## [GESTELLTE AUFGABE 1]
Kannst du sämtliche Datensätze, die weiter unten auf den Text über den Camino Primitivo folgen, Zeile für Zeile unverändert zurückgeben?

## [TEXTAUSZUG]

=====

Als ich die Warnung im Pilgerbericht lese, ist meine Entscheidung getroffen: Ich werde den Camino Primitivo gehen.

Es ist Ende November, goldener Herbst und kein Winter in Sicht. Bis jetzt noch nicht. Also der richtige Moment, die ultimative Chance, vor Einbruch der kalten Jahreszeit das Jahr mit einer letzten Wanderung zu segnen.

Am Spannendsten finde ich, Wege selbst zu entdecken. Nicht nach einem Plan oder mit einem Reiseführer vor der Nase zu wandern. Ganz unvorbereitet wollte ich die Tour aber nicht beginnen: sind die Pilgerherbergen überhaupt zu dieser Jahreszeit geöffnet? Wo kann ich übernachten?

Eine Liste aller Herbergen des Weges - in welchem Ort sie sich befinden und welche Entfernungen dazwischen liegen - habe ich mir ausgedruckt. Laut den Informationen einer spanischen Internetseite sind alle Pilgerherbergen 365 Tage im Jahr, also durchgehend geöffnet. Das entscheidende Kriterium ist erfüllt. Perfekt!

Jetzt sitze ich im Fernbus, bin auf dem Weg zurück nach Spanien, fahre durch Frankreich und nähere mich den Pyrenäen.

Eigentlich war ich niemals ganz fort von hier – mein Geist war im vergangenen Sommer auf dem Jakobsweg, dem Camino Francés nach Santiago de Compostela hängengeblieben. Dort, in der weitläufigen Hochebene, in einem Dorf der tiefsten spanischen Provinz, hatte ich von einem portugiesischen Pilger in einer Herberge erfahren, es solle noch eine andere Variante des Jakobsweges geben. Einen noch viel älteren. Den ursprünglichen Weg. Den Camino Primitivo.

=====

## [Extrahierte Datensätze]

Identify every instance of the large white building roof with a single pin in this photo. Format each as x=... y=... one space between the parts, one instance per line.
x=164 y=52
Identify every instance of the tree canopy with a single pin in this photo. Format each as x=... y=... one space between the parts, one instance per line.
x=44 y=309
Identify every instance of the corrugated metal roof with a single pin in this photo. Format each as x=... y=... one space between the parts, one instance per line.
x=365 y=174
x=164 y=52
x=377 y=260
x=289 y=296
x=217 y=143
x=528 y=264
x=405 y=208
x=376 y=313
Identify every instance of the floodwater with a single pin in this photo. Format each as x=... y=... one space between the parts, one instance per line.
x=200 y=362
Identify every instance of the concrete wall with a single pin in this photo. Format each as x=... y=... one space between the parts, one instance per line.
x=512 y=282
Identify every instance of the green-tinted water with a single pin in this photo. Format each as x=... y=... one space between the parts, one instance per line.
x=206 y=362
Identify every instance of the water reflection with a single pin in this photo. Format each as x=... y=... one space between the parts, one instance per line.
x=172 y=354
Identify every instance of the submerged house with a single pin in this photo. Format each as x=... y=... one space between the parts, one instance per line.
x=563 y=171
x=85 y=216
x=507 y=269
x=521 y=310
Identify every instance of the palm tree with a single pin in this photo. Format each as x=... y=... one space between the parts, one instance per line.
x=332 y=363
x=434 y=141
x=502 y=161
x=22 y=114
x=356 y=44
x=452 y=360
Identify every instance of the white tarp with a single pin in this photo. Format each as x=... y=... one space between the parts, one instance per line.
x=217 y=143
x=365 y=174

=====

## [GESTELLTE AUFGABE 2]
Kannst du aus dem Text über den Camino Primitivo oben den Abschnitt wortgetreu abtippen, dessen Anfang die Worte „Jetzt sitze ich“ enthält und der mit „Den Camino Primitivo.“ schließt?

## [LÖSUNG 1]
Identify every instance of the large white building roof with a single pin in this photo. Format each as x=... y=... one space between the parts, one instance per line.
x=164 y=52
Identify every instance of the tree canopy with a single pin in this photo. Format each as x=... y=... one space between the parts, one instance per line.
x=44 y=309
Identify every instance of the corrugated metal roof with a single pin in this photo. Format each as x=... y=... one space between the parts, one instance per line.
x=365 y=174
x=164 y=52
x=377 y=260
x=289 y=296
x=217 y=143
x=528 y=264
x=405 y=208
x=376 y=313
Identify every instance of the floodwater with a single pin in this photo. Format each as x=... y=... one space between the parts, one instance per line.
x=200 y=362
Identify every instance of the concrete wall with a single pin in this photo. Format each as x=... y=... one space between the parts, one instance per line.
x=512 y=282
Identify every instance of the green-tinted water with a single pin in this photo. Format each as x=... y=... one space between the parts, one instance per line.
x=206 y=362
Identify every instance of the water reflection with a single pin in this photo. Format each as x=... y=... one space between the parts, one instance per line.
x=172 y=354
Identify every instance of the submerged house with a single pin in this photo. Format each as x=... y=... one space between the parts, one instance per line.
x=563 y=171
x=85 y=216
x=507 y=269
x=521 y=310
Identify every instance of the palm tree with a single pin in this photo. Format each as x=... y=... one space between the parts, one instance per line.
x=332 y=363
x=434 y=141
x=502 y=161
x=22 y=114
x=356 y=44
x=452 y=360
Identify every instance of the white tarp with a single pin in this photo. Format each as x=... y=... one space between the parts, one instance per line.
x=217 y=143
x=365 y=174

## [LÖSUNG 2]
Jetzt sitze ich im Fernbus, bin auf dem Weg zurück nach Spanien, fahre durch Frankreich und nähere mich den Pyrenäen.

Eigentlich war ich niemals ganz fort von hier – mein Geist war im vergangenen Sommer auf dem Jakobsweg, dem Camino Francés nach Santiago de Compostela hängengeblieben. Dort, in der weitläufigen Hochebene, in einem Dorf der tiefsten spanischen Provinz, hatte ich von einem portugiesischen Pilger in einer Herberge erfahren, es solle noch eine andere Variante des Jakobsweges geben. Einen noch viel älteren. Den ursprünglichen Weg. Den Camino Primitivo.